[AIM OF THE TASK] Transcribe the records below. Leave every word as it is.

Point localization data

=== Begin Enclosure ===

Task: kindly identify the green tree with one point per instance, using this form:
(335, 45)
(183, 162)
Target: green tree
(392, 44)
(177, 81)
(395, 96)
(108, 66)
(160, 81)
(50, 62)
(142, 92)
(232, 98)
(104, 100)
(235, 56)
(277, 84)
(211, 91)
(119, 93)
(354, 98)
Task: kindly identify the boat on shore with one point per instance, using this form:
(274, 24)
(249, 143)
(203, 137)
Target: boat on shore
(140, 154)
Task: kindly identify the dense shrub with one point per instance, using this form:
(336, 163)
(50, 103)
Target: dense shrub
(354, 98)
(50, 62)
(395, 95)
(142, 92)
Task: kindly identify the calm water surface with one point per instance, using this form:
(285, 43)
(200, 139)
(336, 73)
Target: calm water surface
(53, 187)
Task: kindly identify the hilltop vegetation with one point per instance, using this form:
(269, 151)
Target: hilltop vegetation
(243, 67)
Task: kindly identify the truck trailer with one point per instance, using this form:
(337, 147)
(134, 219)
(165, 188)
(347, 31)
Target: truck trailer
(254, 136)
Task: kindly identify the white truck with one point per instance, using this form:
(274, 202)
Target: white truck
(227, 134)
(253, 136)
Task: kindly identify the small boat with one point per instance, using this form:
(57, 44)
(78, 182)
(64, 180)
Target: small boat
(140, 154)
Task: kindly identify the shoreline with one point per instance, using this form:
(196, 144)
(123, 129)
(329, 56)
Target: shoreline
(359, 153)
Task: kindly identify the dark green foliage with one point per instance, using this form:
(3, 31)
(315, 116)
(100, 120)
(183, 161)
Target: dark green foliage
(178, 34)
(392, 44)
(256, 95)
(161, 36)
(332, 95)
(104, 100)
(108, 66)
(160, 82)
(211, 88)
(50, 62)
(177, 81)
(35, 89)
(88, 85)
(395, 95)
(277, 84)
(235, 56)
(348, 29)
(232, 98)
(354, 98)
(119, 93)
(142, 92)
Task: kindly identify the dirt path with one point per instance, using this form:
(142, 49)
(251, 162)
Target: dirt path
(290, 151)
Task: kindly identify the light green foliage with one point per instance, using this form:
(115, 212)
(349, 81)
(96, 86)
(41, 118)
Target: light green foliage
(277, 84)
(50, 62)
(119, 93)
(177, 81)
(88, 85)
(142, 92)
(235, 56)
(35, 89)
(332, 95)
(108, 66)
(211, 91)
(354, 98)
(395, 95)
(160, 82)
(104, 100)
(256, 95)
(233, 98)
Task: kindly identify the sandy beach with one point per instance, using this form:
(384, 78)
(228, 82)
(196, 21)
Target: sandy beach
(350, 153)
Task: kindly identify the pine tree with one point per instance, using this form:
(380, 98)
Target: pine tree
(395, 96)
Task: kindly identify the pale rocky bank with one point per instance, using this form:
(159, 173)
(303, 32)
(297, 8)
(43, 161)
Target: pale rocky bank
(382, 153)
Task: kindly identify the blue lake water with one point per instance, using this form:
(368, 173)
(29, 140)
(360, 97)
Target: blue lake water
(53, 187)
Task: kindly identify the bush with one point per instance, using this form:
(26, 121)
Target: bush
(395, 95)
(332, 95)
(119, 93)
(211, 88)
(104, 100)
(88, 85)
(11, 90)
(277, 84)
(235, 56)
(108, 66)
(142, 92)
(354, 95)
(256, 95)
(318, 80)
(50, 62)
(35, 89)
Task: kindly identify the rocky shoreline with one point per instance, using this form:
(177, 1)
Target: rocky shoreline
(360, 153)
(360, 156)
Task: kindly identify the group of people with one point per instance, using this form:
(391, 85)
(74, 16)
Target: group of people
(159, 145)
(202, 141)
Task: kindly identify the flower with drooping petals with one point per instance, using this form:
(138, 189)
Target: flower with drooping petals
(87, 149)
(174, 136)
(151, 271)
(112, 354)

=== End Enclosure ===

[RESULT FOR THIS TASK]
Task: kindly identify the green tree with one point per instance, using this form:
(335, 45)
(183, 162)
Target: green tree
(392, 44)
(177, 81)
(395, 96)
(108, 66)
(160, 81)
(50, 62)
(142, 92)
(232, 98)
(104, 100)
(235, 56)
(277, 84)
(211, 91)
(119, 93)
(354, 98)
Task: kindly identify the boat on shore with one point per instance, using this form:
(274, 24)
(249, 143)
(203, 137)
Target: boat on shore
(140, 154)
Task: kindly identify the dense shrub with one point per instance, using this form:
(336, 163)
(50, 103)
Target: dense shrub
(354, 98)
(50, 62)
(395, 95)
(142, 92)
Task: kindly identify the calm water surface with one point per instance, using this form:
(285, 43)
(200, 139)
(336, 73)
Target: calm water surface
(53, 187)
Task: kindly identify the hilltop vegetation with one point per instance, using this form:
(269, 151)
Target: hilltop vegetation
(243, 67)
Task: kindly identify the truck trailer with one point per instance, using this form:
(337, 147)
(134, 219)
(165, 188)
(347, 31)
Target: truck trailer
(254, 136)
Task: kindly identify the white truck with one point per instance, using this form:
(274, 202)
Target: white truck
(227, 134)
(253, 136)
Task: kindly identify the small boat with one point per instance, using this form:
(57, 44)
(78, 182)
(64, 180)
Target: small boat
(140, 154)
Task: kindly identify the shoreline with one point per instance, using this form:
(196, 144)
(123, 129)
(329, 56)
Target: shoreline
(359, 153)
Task: kindly identify the dark green foliage with one point per instance, using this form:
(3, 31)
(315, 116)
(100, 120)
(183, 161)
Target: dark green foliage
(178, 34)
(392, 44)
(256, 95)
(161, 36)
(332, 95)
(104, 100)
(108, 66)
(160, 82)
(211, 88)
(50, 62)
(177, 81)
(35, 89)
(88, 85)
(395, 95)
(277, 84)
(235, 56)
(348, 29)
(232, 98)
(354, 98)
(119, 93)
(142, 92)
Task: kindly identify the dirt path with one point per instance, using this form:
(142, 49)
(251, 162)
Target: dirt path
(290, 151)
Task: kindly identify the light green foliage with one point per instance, using this form:
(115, 212)
(349, 81)
(96, 86)
(41, 118)
Target: light green foliage
(277, 84)
(50, 62)
(119, 93)
(177, 81)
(88, 85)
(142, 92)
(235, 56)
(35, 89)
(332, 95)
(108, 66)
(211, 91)
(354, 98)
(395, 95)
(160, 82)
(104, 100)
(256, 95)
(233, 98)
Task: kindly identify the sandy beach with one point per instance, using this form:
(384, 78)
(228, 82)
(196, 21)
Target: sandy beach
(350, 153)
Task: kindly identify the pine tree with one point per instance, using this form:
(380, 98)
Target: pine tree
(395, 96)
Task: kindly identify the pale rocky bank with one point per instance, using this form:
(159, 173)
(303, 32)
(297, 8)
(43, 161)
Target: pale rocky bank
(382, 153)
Task: kindly identify the blue lake water with one point per instance, using this form:
(368, 173)
(29, 140)
(360, 97)
Target: blue lake water
(53, 187)
Task: kindly identify the bush with one point per instance, using this form:
(26, 121)
Target: bush
(395, 95)
(332, 95)
(119, 93)
(211, 88)
(104, 100)
(88, 85)
(11, 90)
(277, 84)
(235, 56)
(108, 66)
(142, 92)
(354, 95)
(256, 95)
(318, 80)
(50, 62)
(35, 89)
Task: kindly identify the rocky shoreline with one point per instance, using this form:
(177, 1)
Target: rocky shoreline
(360, 153)
(360, 156)
Task: kindly identify the group of people with one point per instance, using this form:
(391, 85)
(74, 16)
Target: group of people
(159, 145)
(202, 141)
Task: kindly identify the flower with drooping petals with one point per instance, using this form:
(138, 189)
Target: flower with drooping petals
(87, 149)
(174, 136)
(151, 271)
(112, 354)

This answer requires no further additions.